** What you will do **
Repeat the records word for word, excluding any picture.

(Materials provided)

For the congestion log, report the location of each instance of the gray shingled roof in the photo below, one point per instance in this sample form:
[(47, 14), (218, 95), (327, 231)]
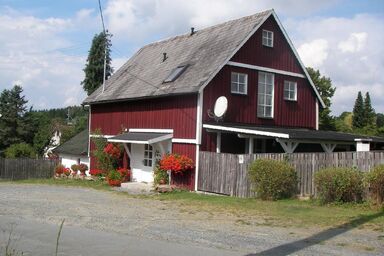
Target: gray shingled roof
[(205, 51), (78, 145), (306, 134)]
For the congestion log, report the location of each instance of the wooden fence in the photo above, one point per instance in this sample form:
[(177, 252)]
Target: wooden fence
[(228, 174), (20, 169)]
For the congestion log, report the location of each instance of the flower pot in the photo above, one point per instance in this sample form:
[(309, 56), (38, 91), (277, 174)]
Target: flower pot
[(114, 183)]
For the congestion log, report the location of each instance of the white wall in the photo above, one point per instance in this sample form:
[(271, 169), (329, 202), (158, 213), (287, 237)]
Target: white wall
[(68, 160)]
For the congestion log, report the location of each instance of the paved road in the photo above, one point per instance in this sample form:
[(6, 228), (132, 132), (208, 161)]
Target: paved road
[(106, 223), (35, 238)]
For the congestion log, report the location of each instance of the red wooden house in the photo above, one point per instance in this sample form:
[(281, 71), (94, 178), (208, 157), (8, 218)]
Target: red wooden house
[(162, 97)]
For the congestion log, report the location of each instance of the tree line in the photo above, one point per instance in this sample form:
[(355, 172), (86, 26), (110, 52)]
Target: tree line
[(361, 120), (26, 132)]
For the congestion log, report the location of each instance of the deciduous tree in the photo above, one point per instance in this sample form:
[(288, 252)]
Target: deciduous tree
[(358, 112), (326, 90), (94, 68)]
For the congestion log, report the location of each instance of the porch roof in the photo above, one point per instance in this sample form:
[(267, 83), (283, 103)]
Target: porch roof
[(141, 137), (292, 133)]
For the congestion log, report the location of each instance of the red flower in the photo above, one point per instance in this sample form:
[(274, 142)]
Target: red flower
[(176, 163), (125, 174), (112, 150), (67, 171), (95, 172)]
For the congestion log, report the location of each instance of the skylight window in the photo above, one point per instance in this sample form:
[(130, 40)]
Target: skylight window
[(175, 73)]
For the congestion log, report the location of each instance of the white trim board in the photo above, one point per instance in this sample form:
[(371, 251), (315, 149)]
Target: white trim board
[(151, 130), (246, 131), (186, 141), (270, 70), (101, 136), (272, 12), (151, 141)]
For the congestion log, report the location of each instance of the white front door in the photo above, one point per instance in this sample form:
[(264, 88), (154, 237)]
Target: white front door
[(142, 162)]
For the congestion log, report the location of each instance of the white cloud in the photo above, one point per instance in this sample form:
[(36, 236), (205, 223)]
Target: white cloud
[(354, 59), (354, 43), (31, 56), (314, 53), (144, 20)]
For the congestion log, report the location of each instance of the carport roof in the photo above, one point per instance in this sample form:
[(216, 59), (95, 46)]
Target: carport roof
[(141, 137), (292, 133)]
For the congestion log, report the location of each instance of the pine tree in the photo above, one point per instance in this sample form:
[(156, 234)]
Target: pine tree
[(94, 68), (326, 90), (369, 112), (15, 126), (358, 112)]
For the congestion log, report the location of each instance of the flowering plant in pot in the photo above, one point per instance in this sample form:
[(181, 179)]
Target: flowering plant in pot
[(96, 172), (59, 170), (67, 172), (161, 176), (114, 178), (112, 150), (176, 163), (82, 168), (75, 169), (125, 174)]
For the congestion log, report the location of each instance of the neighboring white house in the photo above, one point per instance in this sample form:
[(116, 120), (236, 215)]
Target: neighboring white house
[(74, 151), (53, 143)]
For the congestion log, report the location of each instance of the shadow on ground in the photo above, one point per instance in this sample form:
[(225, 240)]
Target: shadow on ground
[(289, 248)]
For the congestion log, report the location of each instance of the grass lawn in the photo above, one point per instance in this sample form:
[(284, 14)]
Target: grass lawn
[(291, 212), (284, 213)]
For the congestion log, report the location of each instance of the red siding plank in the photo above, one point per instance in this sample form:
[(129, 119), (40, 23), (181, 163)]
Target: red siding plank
[(279, 56), (243, 108), (177, 113)]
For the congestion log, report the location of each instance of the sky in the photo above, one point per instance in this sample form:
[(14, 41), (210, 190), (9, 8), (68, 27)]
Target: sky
[(44, 44)]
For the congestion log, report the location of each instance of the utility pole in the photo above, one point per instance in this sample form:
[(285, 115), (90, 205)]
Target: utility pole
[(105, 45)]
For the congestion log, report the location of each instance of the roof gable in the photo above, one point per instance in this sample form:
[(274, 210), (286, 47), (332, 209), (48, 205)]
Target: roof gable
[(205, 52)]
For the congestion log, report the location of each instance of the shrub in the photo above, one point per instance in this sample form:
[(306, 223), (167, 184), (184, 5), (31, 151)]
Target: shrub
[(375, 179), (21, 150), (339, 185), (273, 179)]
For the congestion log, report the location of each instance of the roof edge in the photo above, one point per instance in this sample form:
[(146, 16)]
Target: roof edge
[(298, 58)]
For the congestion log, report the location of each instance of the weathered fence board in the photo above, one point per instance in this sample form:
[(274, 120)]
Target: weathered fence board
[(228, 173), (20, 169)]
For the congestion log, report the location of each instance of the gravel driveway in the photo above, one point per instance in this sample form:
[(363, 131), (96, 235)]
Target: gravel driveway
[(170, 221)]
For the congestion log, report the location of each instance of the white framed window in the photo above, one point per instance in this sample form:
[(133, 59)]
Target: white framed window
[(148, 155), (265, 95), (267, 38), (239, 83), (290, 90)]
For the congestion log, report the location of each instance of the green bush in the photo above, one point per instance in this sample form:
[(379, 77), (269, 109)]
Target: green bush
[(21, 150), (273, 179), (339, 185), (375, 179)]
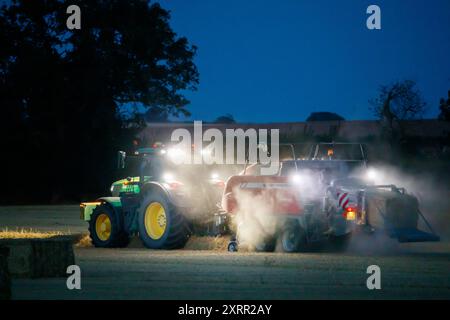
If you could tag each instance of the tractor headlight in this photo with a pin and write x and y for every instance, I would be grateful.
(371, 174)
(214, 176)
(296, 178)
(168, 177)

(End Materials provided)

** Your solution **
For the congestion log, report the location of each instance of the gray shingled roof in the photo below, one point per instance in this sample form:
[(47, 14), (218, 95), (327, 231)]
Target: gray shingled roof
[(205, 51), (78, 145), (306, 134)]
For the congestion log, report the location of each instance of the wooden fence in the photo above, one point per instance in this sample form:
[(177, 252)]
Target: wooden fence
[(228, 174), (20, 169)]
For the congestion log, report the location of each instance of the flower pot in the photo above, one point per instance in this sample form:
[(309, 56), (38, 91), (277, 174)]
Target: flower pot
[(114, 183)]
For the congestion log, report the location of each instance of the white wall in the photo above, one point per instance in this sample form:
[(271, 169), (329, 202), (158, 213), (287, 237)]
Target: white wall
[(68, 160)]
For the congestion log, report the location of each instance of the paved road in the photo above, one point per instance in this sample form:
[(6, 228), (132, 132), (208, 161)]
Target: paved road
[(106, 223), (35, 238)]
For the congestion log, report the location of each instance of the red wooden house in the photo above, one point per instance in this sample form:
[(281, 71), (94, 178), (208, 157), (8, 218)]
Target: red wooden house
[(162, 97)]
For the congestion log, report the location of each instance of the tree line in the photo above, one point per instance in this sample form:
[(355, 172), (86, 26), (110, 52)]
Target: tree line
[(361, 120), (26, 132)]
For the congestion log, report the location of each instance of the deciduous tree in the photo above, one point per instance in this sample form:
[(288, 252)]
Target: deciduous tree
[(358, 112), (326, 90), (94, 68)]
For the congestion log, report the location of each instance of the porch roof in the photo above, one point per instance in this sample form:
[(267, 83), (283, 103)]
Target: porch roof
[(141, 137), (292, 133)]
For the congestion log, report the location of each instance of the red flower in the photo above, one point per instance in this sample form:
[(274, 142)]
Target: red flower
[(176, 163), (125, 174), (112, 150), (67, 171), (95, 172)]
For the congestion log, report the location of each instance of the skylight window in the photo above, one point per instance in this sample form:
[(130, 40)]
Target: skylight window
[(175, 73)]
For the congestion log, report the location of each instance of the white trim board in the photo above, one point per instance in this sample form:
[(371, 251), (315, 149)]
Target: white trim board
[(151, 130), (246, 131), (186, 141), (270, 70), (101, 136), (272, 12), (151, 141)]
For the congestion log, report the location of each instance of the white front door in the photo above, one point per instance in this sample form:
[(264, 88), (154, 237)]
Target: white front door
[(142, 162)]
For the congestion log, report the location of each instance of the white cloud in the photo above, one point per instance in this sample form:
[(36, 236), (205, 223)]
Target: white cloud
[(354, 59), (354, 43), (31, 56), (314, 53), (144, 20)]
For the congestion log, report the location of each instance of the carport roof in the photo above, one point per instance in this sample form:
[(216, 59), (95, 46)]
Target: carport roof
[(141, 137), (292, 133)]
For the congestion log, report the location of each instance of the pine tree in the photo above, one point per instance in this sample form:
[(156, 234)]
Target: pine tree
[(94, 68), (326, 90), (369, 112), (15, 126), (358, 112)]
For the congestion log, report the location of each instance of the flowering plant in pot in the photo above, one point per instance in this sample form:
[(181, 179)]
Target: flowering plant in pot
[(96, 172), (59, 170), (67, 172), (161, 176), (114, 178), (112, 150), (176, 163), (82, 168), (75, 169), (125, 174)]
For the congestion log, report the location of each instance of the neighboring white house in the photo above, one point per instance in this sample form:
[(116, 120), (236, 215)]
Target: neighboring white house
[(74, 151), (53, 143)]
For the congestion log, report the location of each instance of the shadow on ground in the photo above, one point per instance in this sample form:
[(225, 240)]
Target: shadow on ground
[(289, 248)]
For the congestion log, report the location of each instance of the grass lawn in the photo above, one point per instance in this sample form:
[(284, 14)]
Target: grass lawn
[(291, 212), (284, 213)]
For the congestion log, report the location of each instance of the red siding plank in the photo above, one point per instance in this sample form:
[(129, 119), (40, 23), (181, 163)]
Target: red siding plank
[(279, 56), (243, 108), (177, 113)]
For the congestion log, report the location of each instance of the sky in the photo above, one point per instance in this sample form:
[(14, 41), (210, 190), (9, 8), (68, 27)]
Target: sky
[(44, 44)]
For the congestion log, report the location of each instance of the utility pole in the photo above, one point per instance in this sample form:
[(285, 115), (90, 205)]
Target: utility pole
[(105, 45)]
For the congestion log, report the location of each instance of the roof gable in the photo above, one point per instance in this sample form:
[(274, 210), (286, 47), (332, 209), (48, 205)]
Target: roof gable
[(205, 52)]
For the congestion log, report the location of each instance of the shrub in the photo above, one point per instance in this sample form:
[(306, 223), (167, 184), (184, 5), (31, 151)]
Target: shrub
[(375, 179), (21, 150), (339, 185), (273, 179)]
For the congestion log, report the location of each instance of the roof edge in the photo above, one point per instance in this sample form:
[(146, 16)]
Target: roof edge
[(298, 58)]
For the congestion log, report the location of each instance of the weathered fence board in the photo above, one point per instance in this sample form:
[(274, 120)]
Target: weathered fence board
[(228, 173), (20, 169)]
For the congestion log, report the location of each instance of the gravel driveway in the photo above, one point per instance in this sample form:
[(363, 131), (96, 235)]
Target: gravel driveway
[(170, 221)]
For the congestion log, report the location of each instance of the white framed window in the photo above, one point per instance in this sample form:
[(133, 59)]
Target: white framed window
[(148, 155), (265, 95), (267, 38), (239, 83), (290, 90)]
For the congestion log, report the location of each instance of the green bush in the photo above, one point per instance in this sample form:
[(379, 77), (269, 109)]
Target: green bush
[(21, 150), (273, 179), (339, 185), (375, 179)]
If you could tag each instance of the tractor headlight in this photo with a pin and write x and y for every instance, I would be grateful.
(371, 174)
(214, 176)
(296, 178)
(168, 177)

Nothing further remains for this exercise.